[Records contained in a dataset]
--- START ---
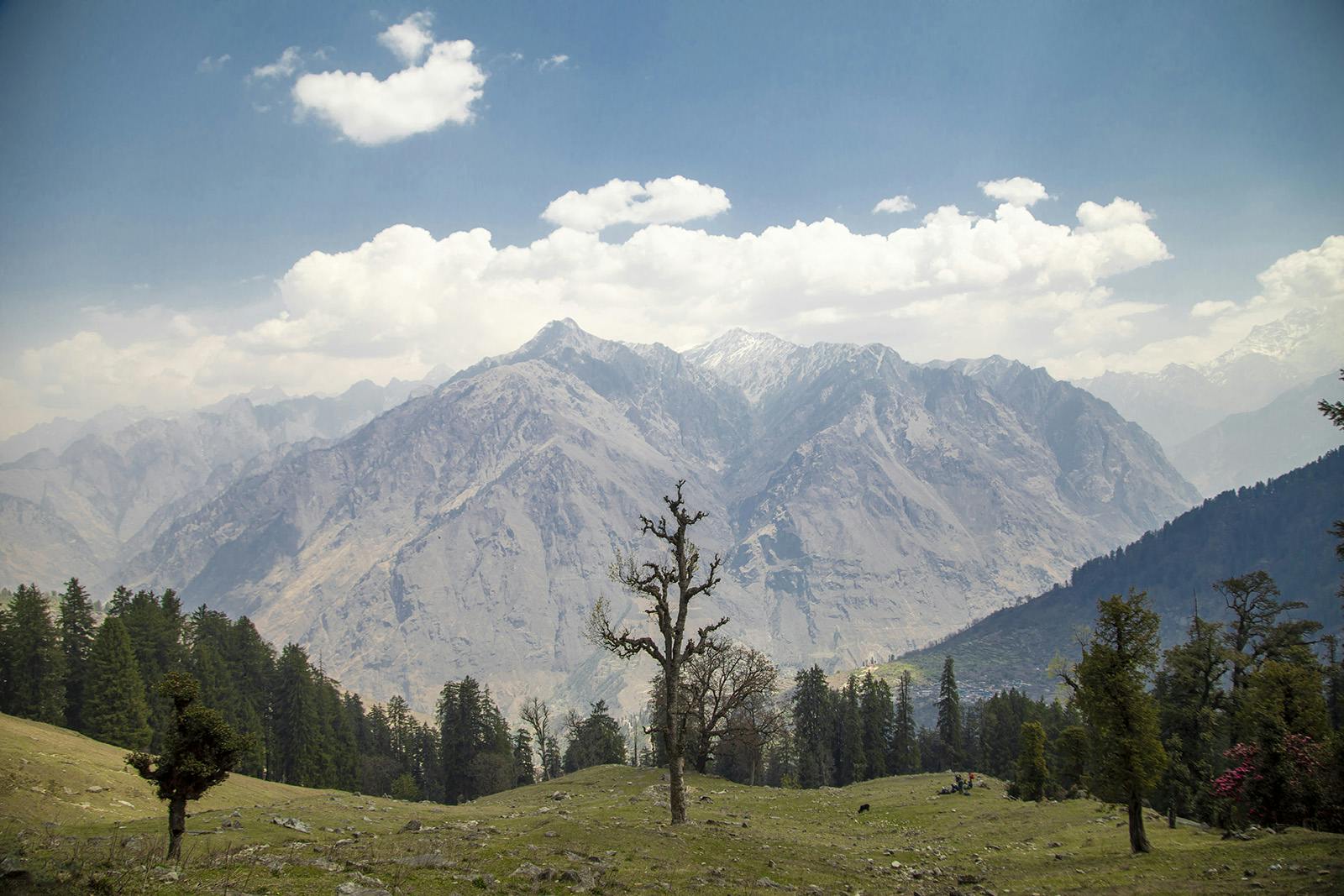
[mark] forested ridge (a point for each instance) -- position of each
(102, 678)
(1281, 527)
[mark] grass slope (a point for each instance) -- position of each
(604, 831)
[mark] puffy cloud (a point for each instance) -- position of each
(895, 204)
(417, 100)
(1305, 281)
(667, 201)
(282, 67)
(409, 38)
(1211, 308)
(212, 65)
(1015, 191)
(952, 285)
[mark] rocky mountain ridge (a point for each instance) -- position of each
(864, 506)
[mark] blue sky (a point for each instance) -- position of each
(154, 196)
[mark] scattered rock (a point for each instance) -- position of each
(425, 860)
(577, 876)
(351, 888)
(533, 872)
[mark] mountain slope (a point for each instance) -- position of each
(1257, 445)
(1280, 527)
(862, 504)
(1182, 401)
(109, 492)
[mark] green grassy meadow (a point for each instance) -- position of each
(602, 831)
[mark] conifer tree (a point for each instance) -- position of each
(37, 668)
(524, 773)
(813, 728)
(1030, 782)
(669, 586)
(296, 721)
(878, 718)
(905, 736)
(1109, 685)
(1254, 634)
(850, 759)
(949, 715)
(199, 752)
(114, 698)
(1189, 696)
(74, 621)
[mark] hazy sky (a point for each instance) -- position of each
(202, 199)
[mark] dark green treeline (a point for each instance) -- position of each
(102, 680)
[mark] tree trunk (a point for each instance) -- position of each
(702, 758)
(1137, 839)
(176, 828)
(676, 788)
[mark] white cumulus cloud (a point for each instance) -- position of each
(420, 98)
(410, 38)
(952, 285)
(282, 67)
(667, 201)
(212, 65)
(1015, 191)
(895, 204)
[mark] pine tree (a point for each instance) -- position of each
(850, 759)
(878, 719)
(523, 770)
(1254, 634)
(296, 723)
(1032, 773)
(74, 622)
(669, 586)
(949, 715)
(1189, 694)
(905, 736)
(596, 741)
(813, 728)
(1109, 685)
(114, 698)
(37, 668)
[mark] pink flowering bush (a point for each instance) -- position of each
(1268, 785)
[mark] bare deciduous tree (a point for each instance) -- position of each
(669, 584)
(537, 715)
(717, 684)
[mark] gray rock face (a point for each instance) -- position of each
(1182, 401)
(111, 490)
(864, 506)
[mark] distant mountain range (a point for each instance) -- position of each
(1280, 527)
(87, 496)
(864, 506)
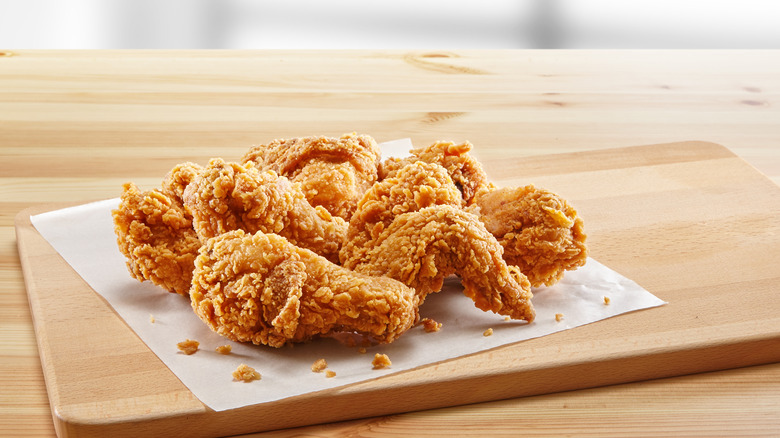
--- END ---
YOUR GOAL:
Restate the records above word for word. Skip every picture.

YOUR RESPONSE:
[mark] forested ridge (a point for each instance) -- position of each
(102, 678)
(1281, 527)
[mark] grass slope (a point for each instance) -- position of each
(604, 831)
[mark] puffy cloud (a point for each instance) -- position of each
(895, 204)
(417, 100)
(1305, 281)
(667, 201)
(282, 67)
(409, 38)
(1211, 308)
(212, 65)
(1015, 191)
(952, 285)
[mark] rocky mountain ridge (a point for each instance) -- position of each
(864, 506)
[mark] blue sky (a point for each instance) -- position of each
(154, 196)
[mark] scattered rock (a point for each instance) -- position of each
(425, 860)
(577, 876)
(351, 888)
(533, 872)
[mark] mountain slope (a point for each instance) -- position of each
(1257, 445)
(1280, 527)
(862, 504)
(1182, 401)
(109, 492)
[mark] green grassy meadow (a point for each instance) -- position of each
(602, 831)
[mark] conifer tree (a point for each instance) -- position of each
(37, 668)
(524, 773)
(813, 728)
(1030, 782)
(669, 586)
(296, 721)
(878, 718)
(905, 736)
(1109, 685)
(1254, 634)
(850, 759)
(949, 715)
(199, 752)
(114, 698)
(1189, 696)
(74, 621)
[mark] hazy sky (a point for each instance) -- position of each
(202, 199)
[mark] dark green treeline (a point for each instance) -- position of each
(102, 680)
[mark] tree trunk (a point for each instance) -- position of each
(702, 758)
(1137, 839)
(176, 828)
(676, 788)
[mark] white cumulus cloud (a point for each instance) -- position of each
(420, 98)
(410, 38)
(952, 285)
(282, 67)
(667, 201)
(212, 65)
(1015, 191)
(895, 204)
[mark] pine tree (a point for each instance) -- position of each
(850, 759)
(878, 719)
(523, 770)
(1254, 634)
(296, 723)
(1032, 773)
(74, 622)
(669, 586)
(949, 715)
(1189, 694)
(905, 736)
(596, 741)
(813, 728)
(1109, 685)
(114, 698)
(37, 668)
[mark] pink flowering bush (a point for each instance) -- position of each
(1268, 785)
[mark] bare deciduous tree (a point for each instance) -- position of each
(669, 584)
(537, 715)
(717, 684)
[mark] gray rock face (a point for each instance) -- position of each
(1182, 401)
(111, 490)
(864, 506)
[mark] distant mountain range (a point for each instance) -- position of each
(1280, 527)
(87, 496)
(864, 506)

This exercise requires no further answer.